>> Start

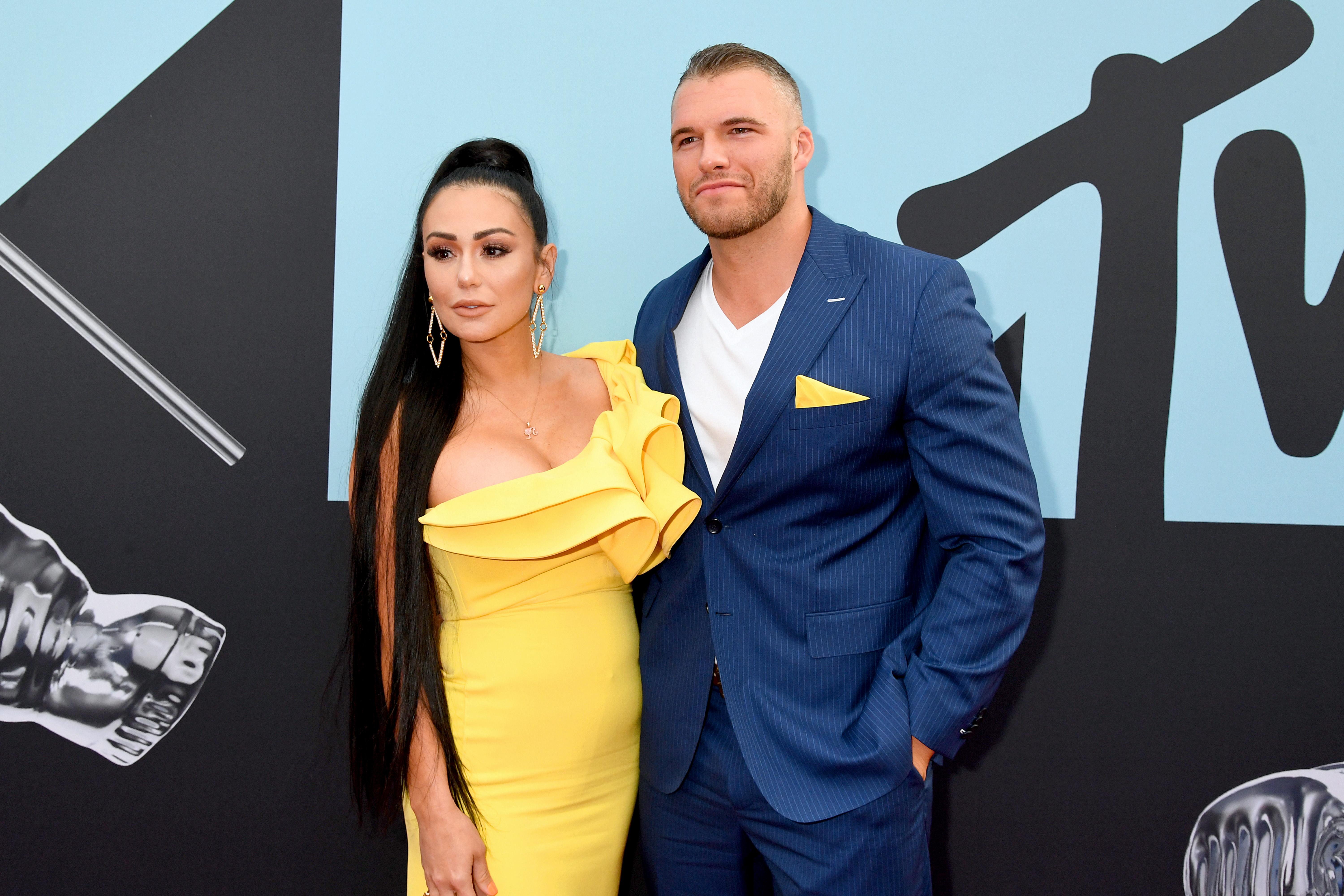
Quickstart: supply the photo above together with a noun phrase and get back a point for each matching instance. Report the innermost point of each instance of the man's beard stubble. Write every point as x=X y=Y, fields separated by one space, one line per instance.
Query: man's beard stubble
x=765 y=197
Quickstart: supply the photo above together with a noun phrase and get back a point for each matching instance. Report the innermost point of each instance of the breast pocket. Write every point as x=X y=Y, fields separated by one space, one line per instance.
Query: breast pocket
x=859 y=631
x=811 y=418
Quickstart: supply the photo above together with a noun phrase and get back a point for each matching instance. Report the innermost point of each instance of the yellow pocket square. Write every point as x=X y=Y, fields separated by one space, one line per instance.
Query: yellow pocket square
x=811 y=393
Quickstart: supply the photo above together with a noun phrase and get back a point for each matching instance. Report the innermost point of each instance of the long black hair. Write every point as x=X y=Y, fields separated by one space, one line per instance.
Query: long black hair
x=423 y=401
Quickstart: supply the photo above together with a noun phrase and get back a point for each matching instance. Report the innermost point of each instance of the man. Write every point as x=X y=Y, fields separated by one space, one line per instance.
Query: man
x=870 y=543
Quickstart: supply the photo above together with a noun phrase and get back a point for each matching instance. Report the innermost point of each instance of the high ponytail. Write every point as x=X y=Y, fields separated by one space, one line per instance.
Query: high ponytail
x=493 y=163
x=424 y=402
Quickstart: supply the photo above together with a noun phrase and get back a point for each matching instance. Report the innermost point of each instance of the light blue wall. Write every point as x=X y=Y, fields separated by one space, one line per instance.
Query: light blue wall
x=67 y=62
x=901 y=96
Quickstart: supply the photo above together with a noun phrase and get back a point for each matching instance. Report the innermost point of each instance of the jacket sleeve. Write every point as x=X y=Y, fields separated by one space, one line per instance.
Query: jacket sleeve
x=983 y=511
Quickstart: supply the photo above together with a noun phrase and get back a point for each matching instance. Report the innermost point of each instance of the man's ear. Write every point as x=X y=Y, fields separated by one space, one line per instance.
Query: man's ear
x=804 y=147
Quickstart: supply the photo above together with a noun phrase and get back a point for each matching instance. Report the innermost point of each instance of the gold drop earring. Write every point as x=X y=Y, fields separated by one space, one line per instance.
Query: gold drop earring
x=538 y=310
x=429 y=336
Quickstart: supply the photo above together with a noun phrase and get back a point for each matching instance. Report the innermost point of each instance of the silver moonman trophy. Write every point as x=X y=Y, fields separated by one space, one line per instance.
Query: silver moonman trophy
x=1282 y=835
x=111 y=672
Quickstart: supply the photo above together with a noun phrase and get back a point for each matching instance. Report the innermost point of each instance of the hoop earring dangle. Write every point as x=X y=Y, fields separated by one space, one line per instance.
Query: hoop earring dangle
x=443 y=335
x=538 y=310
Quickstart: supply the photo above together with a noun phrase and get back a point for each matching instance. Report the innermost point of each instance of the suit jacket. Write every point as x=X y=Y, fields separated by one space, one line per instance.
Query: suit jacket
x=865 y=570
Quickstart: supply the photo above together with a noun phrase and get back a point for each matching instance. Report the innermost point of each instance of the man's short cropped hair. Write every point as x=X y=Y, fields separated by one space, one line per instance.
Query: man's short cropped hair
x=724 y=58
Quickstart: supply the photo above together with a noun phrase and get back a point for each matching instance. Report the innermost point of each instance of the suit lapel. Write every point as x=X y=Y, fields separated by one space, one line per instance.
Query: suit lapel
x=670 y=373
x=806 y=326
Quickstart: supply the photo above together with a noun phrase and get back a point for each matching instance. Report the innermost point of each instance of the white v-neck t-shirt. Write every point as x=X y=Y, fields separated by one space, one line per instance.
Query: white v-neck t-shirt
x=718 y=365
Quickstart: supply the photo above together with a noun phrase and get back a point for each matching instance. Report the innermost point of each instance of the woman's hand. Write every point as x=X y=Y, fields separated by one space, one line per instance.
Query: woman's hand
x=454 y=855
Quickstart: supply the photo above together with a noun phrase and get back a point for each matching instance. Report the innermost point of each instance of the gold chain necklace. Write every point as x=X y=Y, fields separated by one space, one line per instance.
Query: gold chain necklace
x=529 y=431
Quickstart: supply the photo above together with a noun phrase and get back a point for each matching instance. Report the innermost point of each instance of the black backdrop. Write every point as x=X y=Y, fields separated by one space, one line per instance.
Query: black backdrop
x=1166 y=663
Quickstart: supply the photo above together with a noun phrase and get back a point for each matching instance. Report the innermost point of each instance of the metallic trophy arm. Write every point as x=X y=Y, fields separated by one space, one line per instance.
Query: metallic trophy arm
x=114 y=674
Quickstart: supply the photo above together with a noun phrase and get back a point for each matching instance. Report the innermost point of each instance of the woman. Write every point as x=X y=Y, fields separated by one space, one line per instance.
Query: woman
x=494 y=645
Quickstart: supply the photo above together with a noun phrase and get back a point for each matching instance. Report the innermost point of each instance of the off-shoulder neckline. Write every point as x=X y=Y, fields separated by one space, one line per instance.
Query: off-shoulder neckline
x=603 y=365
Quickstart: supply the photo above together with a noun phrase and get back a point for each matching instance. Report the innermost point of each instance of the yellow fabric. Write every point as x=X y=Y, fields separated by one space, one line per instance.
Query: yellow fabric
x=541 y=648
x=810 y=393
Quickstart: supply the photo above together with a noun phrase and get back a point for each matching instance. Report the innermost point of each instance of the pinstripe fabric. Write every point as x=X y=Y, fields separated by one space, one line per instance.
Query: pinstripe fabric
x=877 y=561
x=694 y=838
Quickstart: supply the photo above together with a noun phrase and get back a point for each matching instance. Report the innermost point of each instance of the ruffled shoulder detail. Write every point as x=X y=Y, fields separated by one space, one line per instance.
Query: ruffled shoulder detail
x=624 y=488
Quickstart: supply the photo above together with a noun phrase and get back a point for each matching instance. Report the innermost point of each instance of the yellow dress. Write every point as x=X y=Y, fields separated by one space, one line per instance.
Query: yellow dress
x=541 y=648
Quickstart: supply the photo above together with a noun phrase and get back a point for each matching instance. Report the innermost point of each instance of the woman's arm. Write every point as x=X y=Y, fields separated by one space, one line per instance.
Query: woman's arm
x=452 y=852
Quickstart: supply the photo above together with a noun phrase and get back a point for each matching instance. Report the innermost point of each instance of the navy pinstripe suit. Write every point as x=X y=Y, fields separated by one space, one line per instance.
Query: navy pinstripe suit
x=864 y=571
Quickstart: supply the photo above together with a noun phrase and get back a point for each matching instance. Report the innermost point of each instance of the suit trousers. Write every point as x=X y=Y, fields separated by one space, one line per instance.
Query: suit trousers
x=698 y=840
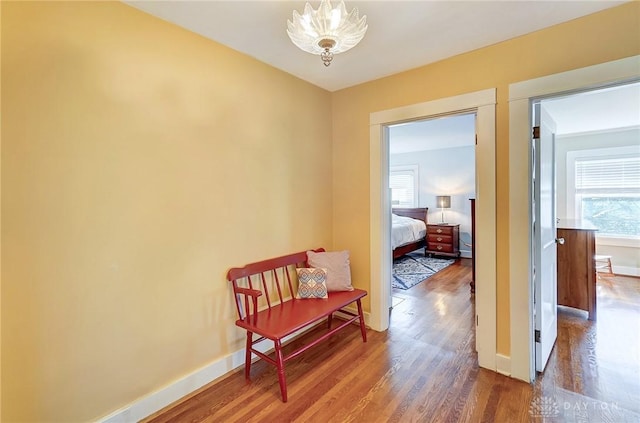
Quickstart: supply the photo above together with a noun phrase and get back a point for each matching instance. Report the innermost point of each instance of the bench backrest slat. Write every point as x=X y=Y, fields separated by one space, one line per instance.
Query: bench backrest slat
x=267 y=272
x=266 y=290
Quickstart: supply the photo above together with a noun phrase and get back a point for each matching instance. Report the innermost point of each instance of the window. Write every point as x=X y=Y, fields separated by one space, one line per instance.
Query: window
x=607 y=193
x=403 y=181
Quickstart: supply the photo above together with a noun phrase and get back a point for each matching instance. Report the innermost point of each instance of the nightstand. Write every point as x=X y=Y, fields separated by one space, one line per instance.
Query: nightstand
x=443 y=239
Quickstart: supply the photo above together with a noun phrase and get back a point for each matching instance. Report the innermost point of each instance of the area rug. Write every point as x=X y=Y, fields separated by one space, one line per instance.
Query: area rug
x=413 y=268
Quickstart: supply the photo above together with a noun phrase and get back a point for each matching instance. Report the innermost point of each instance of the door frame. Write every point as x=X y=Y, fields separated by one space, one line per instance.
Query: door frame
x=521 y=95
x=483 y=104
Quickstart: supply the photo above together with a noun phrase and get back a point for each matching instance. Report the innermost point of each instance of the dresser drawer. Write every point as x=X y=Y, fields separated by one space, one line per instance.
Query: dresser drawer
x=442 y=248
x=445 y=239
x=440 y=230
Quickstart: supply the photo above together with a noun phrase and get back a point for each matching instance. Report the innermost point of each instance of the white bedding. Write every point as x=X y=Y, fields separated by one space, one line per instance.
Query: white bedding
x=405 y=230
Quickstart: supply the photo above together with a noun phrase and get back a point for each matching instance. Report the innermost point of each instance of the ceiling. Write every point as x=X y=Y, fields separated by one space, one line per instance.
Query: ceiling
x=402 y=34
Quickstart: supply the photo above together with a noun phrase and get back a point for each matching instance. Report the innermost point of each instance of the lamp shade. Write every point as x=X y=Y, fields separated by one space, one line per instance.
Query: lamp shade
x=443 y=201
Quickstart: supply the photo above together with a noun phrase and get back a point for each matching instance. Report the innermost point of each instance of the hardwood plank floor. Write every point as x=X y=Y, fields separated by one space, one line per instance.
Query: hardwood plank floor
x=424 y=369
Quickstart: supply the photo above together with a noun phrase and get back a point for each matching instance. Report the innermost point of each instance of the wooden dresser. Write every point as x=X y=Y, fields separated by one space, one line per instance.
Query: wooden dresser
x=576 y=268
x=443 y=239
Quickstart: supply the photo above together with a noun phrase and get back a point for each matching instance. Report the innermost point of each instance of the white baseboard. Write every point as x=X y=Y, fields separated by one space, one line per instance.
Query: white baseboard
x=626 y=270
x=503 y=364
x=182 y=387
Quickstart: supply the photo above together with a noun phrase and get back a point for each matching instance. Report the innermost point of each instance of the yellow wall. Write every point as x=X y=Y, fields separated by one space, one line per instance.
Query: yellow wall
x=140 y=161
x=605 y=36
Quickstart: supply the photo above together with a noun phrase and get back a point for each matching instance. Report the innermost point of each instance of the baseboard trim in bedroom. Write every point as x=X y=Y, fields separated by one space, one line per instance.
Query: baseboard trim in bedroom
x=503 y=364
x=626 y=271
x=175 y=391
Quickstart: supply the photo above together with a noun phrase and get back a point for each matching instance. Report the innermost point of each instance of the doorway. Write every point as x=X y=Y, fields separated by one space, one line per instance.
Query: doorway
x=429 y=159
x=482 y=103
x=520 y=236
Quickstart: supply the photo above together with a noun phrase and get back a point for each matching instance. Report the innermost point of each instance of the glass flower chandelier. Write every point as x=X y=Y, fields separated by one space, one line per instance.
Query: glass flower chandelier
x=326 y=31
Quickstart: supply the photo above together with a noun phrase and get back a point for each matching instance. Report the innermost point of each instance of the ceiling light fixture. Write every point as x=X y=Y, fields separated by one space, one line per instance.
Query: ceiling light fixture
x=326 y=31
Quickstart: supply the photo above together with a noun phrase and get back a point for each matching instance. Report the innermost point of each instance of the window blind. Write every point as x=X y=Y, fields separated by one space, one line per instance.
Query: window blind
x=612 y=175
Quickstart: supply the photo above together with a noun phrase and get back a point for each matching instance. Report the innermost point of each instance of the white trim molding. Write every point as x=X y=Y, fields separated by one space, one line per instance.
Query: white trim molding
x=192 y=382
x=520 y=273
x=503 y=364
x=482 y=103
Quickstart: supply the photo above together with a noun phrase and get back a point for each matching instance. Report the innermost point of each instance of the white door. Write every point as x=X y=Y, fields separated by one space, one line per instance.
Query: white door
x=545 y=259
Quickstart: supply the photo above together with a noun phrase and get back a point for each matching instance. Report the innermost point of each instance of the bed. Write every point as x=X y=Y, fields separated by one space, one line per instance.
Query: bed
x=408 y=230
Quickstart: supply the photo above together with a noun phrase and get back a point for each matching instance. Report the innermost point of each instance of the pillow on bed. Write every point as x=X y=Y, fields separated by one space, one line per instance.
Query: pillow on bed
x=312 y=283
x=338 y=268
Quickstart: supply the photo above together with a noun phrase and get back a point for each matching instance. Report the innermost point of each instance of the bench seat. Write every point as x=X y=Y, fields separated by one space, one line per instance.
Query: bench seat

>> End

_YOUR OBJECTIVE_
Transcribe the records above exactly, but only from the line that contains "of the pillow" through their final line, inclusive.

_COMPLETED EXERCISE_
Quickstart: supply the photo above together with a noun phrase and get back a point for each matching instance. Report the innermost point of each instance of the pillow on bed. Write every point as x=X y=Y, fields separated by one space, one line per instance.
Query: pillow on bed
x=312 y=283
x=338 y=268
Quickstart: supply the photo above together with a noun phrase and get back a point for each matching instance. Report the innermost point of each instance of the bench seat. Write every point as x=X y=Y, fields separated by one space, one line per instance.
Query: bench seat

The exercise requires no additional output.